* **PASSAGE SHOWN**:
* Start *

SAVING
CHRISTMAS
Alison Hallett
We've
officially entered the one stretch of the year in which the
average Portlander might actually go see a play. Whether
it's A Christmas Carol or the kid-friendly acrobatics of Do
Jump!, there's something old-timey and sentimental and
otherworldly about going to the theater during the
holidays—along the lines of eating chestnuts from a
paper cone, or pretending to care about homeless people.
And that's unfortunate, because I'll wager that the
concentration of terrible theater is higher during the
Christmas season than at any other time of year. An
antidote to all the "Yes, Virginia"-ing, though, can be
found at the 3rd Floor's annual holiday show, a dependable
injection of absurdity and vulgarity into an otherwise
saccharine season. This year's Weird Sandwich is a "holiday
show" in name and scheduling only—the sketch comedy
troupe has assembled another high-concept, lowbrow affair,
rife with dick jokes, shark costumes, and Battlestar
Galactica references.

* End *

* **REQUIREMENT 1**: Reproduce these entries verbatim, beginning at the line that contains "Where can you spot the sink" and continuing through the last of the entries.
The entries that follow the review are unrelated to it.

* **DATA FOR PROCESSING**:
* Start *

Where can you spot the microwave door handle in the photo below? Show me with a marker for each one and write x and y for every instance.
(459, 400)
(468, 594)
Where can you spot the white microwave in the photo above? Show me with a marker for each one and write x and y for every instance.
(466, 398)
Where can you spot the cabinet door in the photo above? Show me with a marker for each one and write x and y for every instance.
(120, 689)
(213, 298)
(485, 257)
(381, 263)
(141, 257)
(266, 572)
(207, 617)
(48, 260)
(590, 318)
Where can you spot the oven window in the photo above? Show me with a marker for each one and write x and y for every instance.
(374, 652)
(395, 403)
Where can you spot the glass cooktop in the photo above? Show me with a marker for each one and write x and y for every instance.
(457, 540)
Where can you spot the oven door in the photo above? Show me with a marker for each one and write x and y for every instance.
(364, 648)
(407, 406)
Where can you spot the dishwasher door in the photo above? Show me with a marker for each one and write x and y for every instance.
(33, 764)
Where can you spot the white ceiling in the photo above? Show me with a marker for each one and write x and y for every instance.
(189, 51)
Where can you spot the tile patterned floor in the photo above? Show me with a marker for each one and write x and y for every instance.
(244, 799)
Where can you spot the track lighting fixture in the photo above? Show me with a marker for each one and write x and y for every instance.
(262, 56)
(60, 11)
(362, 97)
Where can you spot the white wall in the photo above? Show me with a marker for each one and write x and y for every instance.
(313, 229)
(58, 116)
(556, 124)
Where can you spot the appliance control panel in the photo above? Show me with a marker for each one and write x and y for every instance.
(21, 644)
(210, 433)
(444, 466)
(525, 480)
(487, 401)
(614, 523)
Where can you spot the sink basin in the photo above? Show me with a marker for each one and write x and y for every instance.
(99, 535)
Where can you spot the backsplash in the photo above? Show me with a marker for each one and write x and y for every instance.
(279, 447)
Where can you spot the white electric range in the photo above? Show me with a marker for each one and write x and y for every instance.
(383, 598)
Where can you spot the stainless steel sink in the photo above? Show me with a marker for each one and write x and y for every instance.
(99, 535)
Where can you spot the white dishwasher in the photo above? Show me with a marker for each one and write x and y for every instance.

* End *

* **REQUIREMENT 2**: Copy word for word the part of the review that begins at the words "And that's unfortunate, because" and stops after "Galactica references.".

* **WORKED SOLUTION 1**:
Where can you spot the sink basin in the photo above? Show me with a marker for each one and write x and y for every instance.
(99, 535)
Where can you spot the backsplash in the photo above? Show me with a marker for each one and write x and y for every instance.
(279, 447)
Where can you spot the white electric range in the photo above? Show me with a marker for each one and write x and y for every instance.
(383, 598)
Where can you spot the stainless steel sink in the photo above? Show me with a marker for each one and write x and y for every instance.
(99, 535)
Where can you spot the white dishwasher in the photo above? Show me with a marker for each one and write x and y for every instance.

* **WORKED SOLUTION 2**:
And that's unfortunate, because I'll wager that the
concentration of terrible theater is higher during the
Christmas season than at any other time of year. An
antidote to all the "Yes, Virginia"-ing, though, can be
found at the 3rd Floor's annual holiday show, a dependable
injection of absurdity and vulgarity into an otherwise
saccharine season. This year's Weird Sandwich is a "holiday
show" in name and scheduling only—the sketch comedy
troupe has assembled another high-concept, lowbrow affair,
rife with dick jokes, shark costumes, and Battlestar
Galactica references.